>>>>>

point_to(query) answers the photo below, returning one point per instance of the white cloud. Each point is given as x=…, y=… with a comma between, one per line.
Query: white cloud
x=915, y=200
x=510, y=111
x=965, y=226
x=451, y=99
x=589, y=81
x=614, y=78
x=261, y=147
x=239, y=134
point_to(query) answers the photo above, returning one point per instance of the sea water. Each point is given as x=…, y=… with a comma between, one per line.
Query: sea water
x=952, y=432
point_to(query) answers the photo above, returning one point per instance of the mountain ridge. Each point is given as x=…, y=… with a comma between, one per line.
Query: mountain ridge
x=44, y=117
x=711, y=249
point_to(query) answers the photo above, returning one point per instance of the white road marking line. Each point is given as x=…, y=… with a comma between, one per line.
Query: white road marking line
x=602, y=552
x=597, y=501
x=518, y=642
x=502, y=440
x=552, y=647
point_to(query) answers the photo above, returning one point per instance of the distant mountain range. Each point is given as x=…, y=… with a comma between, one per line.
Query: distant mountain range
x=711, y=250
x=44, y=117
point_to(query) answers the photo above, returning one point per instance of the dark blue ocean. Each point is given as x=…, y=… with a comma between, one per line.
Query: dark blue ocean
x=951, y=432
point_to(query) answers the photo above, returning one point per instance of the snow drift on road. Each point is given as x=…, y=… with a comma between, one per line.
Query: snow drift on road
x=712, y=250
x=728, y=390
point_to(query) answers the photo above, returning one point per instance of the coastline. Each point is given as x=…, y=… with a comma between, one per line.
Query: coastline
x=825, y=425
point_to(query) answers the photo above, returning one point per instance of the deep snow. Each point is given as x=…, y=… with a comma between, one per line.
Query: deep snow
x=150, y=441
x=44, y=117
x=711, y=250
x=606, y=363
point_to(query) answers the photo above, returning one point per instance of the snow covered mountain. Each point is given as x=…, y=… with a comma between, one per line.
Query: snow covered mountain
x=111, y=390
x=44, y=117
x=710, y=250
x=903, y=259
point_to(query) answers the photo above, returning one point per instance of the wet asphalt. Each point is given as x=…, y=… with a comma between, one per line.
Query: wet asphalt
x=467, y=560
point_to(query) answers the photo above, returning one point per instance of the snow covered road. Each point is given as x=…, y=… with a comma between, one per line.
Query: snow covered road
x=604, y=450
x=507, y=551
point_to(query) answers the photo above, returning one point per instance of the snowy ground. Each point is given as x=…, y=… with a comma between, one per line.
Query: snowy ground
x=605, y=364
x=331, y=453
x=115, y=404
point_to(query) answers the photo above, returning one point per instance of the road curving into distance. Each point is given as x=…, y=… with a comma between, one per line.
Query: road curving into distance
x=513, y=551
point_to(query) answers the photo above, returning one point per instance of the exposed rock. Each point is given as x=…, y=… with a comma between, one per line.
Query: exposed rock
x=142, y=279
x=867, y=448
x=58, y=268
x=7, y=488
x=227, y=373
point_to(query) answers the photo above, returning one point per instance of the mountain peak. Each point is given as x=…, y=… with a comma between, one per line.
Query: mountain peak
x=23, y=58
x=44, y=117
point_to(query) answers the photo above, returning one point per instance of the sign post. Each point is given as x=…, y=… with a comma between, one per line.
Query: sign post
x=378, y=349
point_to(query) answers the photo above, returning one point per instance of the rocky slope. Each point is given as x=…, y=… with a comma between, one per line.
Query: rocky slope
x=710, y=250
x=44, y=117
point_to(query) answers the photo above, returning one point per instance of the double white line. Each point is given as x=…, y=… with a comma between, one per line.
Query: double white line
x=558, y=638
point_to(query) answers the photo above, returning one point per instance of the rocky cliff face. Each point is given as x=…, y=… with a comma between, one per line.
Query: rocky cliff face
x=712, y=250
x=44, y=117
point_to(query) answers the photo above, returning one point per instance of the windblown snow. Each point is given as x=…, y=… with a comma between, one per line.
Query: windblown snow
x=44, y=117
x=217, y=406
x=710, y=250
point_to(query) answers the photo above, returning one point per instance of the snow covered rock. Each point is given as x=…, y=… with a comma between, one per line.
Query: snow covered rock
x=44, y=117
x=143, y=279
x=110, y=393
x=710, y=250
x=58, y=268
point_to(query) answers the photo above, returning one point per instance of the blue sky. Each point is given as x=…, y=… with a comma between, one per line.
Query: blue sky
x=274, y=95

<<<<<

• **EXERCISE BRIEF**:
Arrange every line of the entries above as a Markdown table with the columns Row and Line. Number the rows in order and omit blank lines.

• **RESPONSE BELOW**:
| Row | Line |
|---|---|
| 1 | point_to(query) answers the photo below, returning one point per instance of the white cloud. Each point is given as x=…, y=… with a comma between, one per line. |
| 2 | Query: white cloud |
| 3 | x=915, y=200 |
| 4 | x=510, y=111 |
| 5 | x=965, y=226 |
| 6 | x=451, y=99 |
| 7 | x=589, y=81 |
| 8 | x=614, y=78 |
| 9 | x=261, y=147 |
| 10 | x=239, y=134 |
| 11 | point_to(query) answers the photo above, returning one point per instance of the sea water. Each point is given as x=…, y=… with a comma between, one per line. |
| 12 | Query: sea water |
| 13 | x=952, y=432 |
| 14 | point_to(query) answers the photo above, returning one point per instance of the mountain ridge. Each point is given as x=…, y=… with a comma between, one per line. |
| 15 | Query: mountain ridge |
| 16 | x=44, y=117 |
| 17 | x=711, y=249 |
| 18 | point_to(query) answers the photo above, returning one point per instance of the white road marking line. Each point is given as x=…, y=… with a comma between, one per line. |
| 19 | Query: white road marking line |
| 20 | x=602, y=552 |
| 21 | x=597, y=501 |
| 22 | x=518, y=642 |
| 23 | x=502, y=440 |
| 24 | x=552, y=647 |
| 25 | point_to(query) answers the photo above, returning one point per instance of the distant mountain range. Each point is given as x=…, y=… with a comma between, one per line. |
| 26 | Query: distant mountain range |
| 27 | x=711, y=250 |
| 28 | x=44, y=117 |
| 29 | point_to(query) answers the photo above, returning one point per instance of the dark blue ocean. Each point is given as x=…, y=… with a comma between, one per line. |
| 30 | Query: dark blue ocean |
| 31 | x=951, y=432 |
| 32 | point_to(query) answers the photo above, returning one point per instance of the snow drift on road. Each point is given as x=…, y=… with a comma between, one per line. |
| 33 | Query: snow drift on road |
| 34 | x=712, y=250 |
| 35 | x=728, y=390 |
| 36 | point_to(query) answers the photo above, returning one point per instance of the coastline. Each point is given as x=…, y=… with a comma between, one per line. |
| 37 | Query: coastline |
| 38 | x=825, y=425 |
| 39 | point_to(query) answers the photo above, returning one point per instance of the deep snow. Each point is given as x=…, y=… with a comma between, one per line. |
| 40 | Query: deep snow |
| 41 | x=150, y=441 |
| 42 | x=44, y=117 |
| 43 | x=711, y=250 |
| 44 | x=606, y=363 |
| 45 | point_to(query) answers the photo above, returning one point per instance of the snow covered mountain. Each point is given as x=…, y=… with a comma between, one per line. |
| 46 | Query: snow covered mountain |
| 47 | x=111, y=390 |
| 48 | x=44, y=117 |
| 49 | x=710, y=250 |
| 50 | x=903, y=259 |
| 51 | point_to(query) answers the photo above, returning one point per instance of the wet asphalt. Each point is given as x=…, y=… with a comma between, one per line. |
| 52 | Query: wet asphalt |
| 53 | x=467, y=560 |
| 54 | point_to(query) answers the photo above, returning one point per instance of the snow covered road. Each point is given as x=…, y=… with a comma between, one per line. |
| 55 | Query: snow covered road |
| 56 | x=604, y=450 |
| 57 | x=507, y=551 |
| 58 | point_to(query) answers the photo above, returning one point per instance of the snowy ground. Each point is given as x=…, y=… with a comma between, one per line. |
| 59 | Query: snowy ground |
| 60 | x=605, y=364 |
| 61 | x=331, y=453 |
| 62 | x=115, y=404 |
| 63 | point_to(query) answers the photo above, returning one point per instance of the road curving into distance. Each point is given as x=…, y=… with a comma between, one per line. |
| 64 | Query: road curving into distance |
| 65 | x=513, y=551 |
| 66 | point_to(query) answers the photo above, returning one point per instance of the exposed rock. Each point is given as x=…, y=… with a comma between, one per line. |
| 67 | Query: exposed rock |
| 68 | x=142, y=279 |
| 69 | x=867, y=448 |
| 70 | x=58, y=268 |
| 71 | x=7, y=488 |
| 72 | x=227, y=373 |
| 73 | point_to(query) answers the photo above, returning one point per instance of the mountain peak. Each point is given as x=…, y=… with a comma between, one per line. |
| 74 | Query: mountain peak |
| 75 | x=23, y=58 |
| 76 | x=44, y=117 |
| 77 | point_to(query) answers the photo above, returning one point per instance of the sign post. Each point is given as x=…, y=… with a comma between, one per line. |
| 78 | Query: sign post |
| 79 | x=378, y=349 |
| 80 | point_to(query) answers the photo above, returning one point per instance of the rocky slope. Each point is given as x=…, y=… with a comma between, one per line. |
| 81 | Query: rocky slope |
| 82 | x=710, y=250 |
| 83 | x=44, y=117 |
| 84 | point_to(query) answers the photo above, returning one point per instance of the double white line. Each point is given as x=…, y=… with a comma between, one per line. |
| 85 | Query: double white line |
| 86 | x=558, y=638 |
| 87 | point_to(query) answers the photo above, returning one point per instance of the rocky cliff face. Each point is given as x=…, y=… with a comma between, one per line. |
| 88 | Query: rocky cliff face |
| 89 | x=712, y=250 |
| 90 | x=44, y=117 |
| 91 | point_to(query) answers the photo above, returning one point per instance of the windblown snow. Each point is given as x=…, y=… with a comma between, one per line. |
| 92 | Query: windblown snow |
| 93 | x=44, y=117 |
| 94 | x=217, y=406 |
| 95 | x=710, y=250 |
| 96 | point_to(query) answers the photo above, returning one point per instance of the snow covered rock. Each point is given as x=…, y=… with a comma between, one per line. |
| 97 | Query: snow covered rock |
| 98 | x=44, y=117 |
| 99 | x=143, y=279 |
| 100 | x=110, y=393 |
| 101 | x=710, y=250 |
| 102 | x=58, y=268 |
| 103 | point_to(query) answers the photo above, returning one point per instance of the blue sky. Each point is given as x=…, y=… with a comma between, one per line. |
| 104 | Query: blue sky |
| 105 | x=274, y=95 |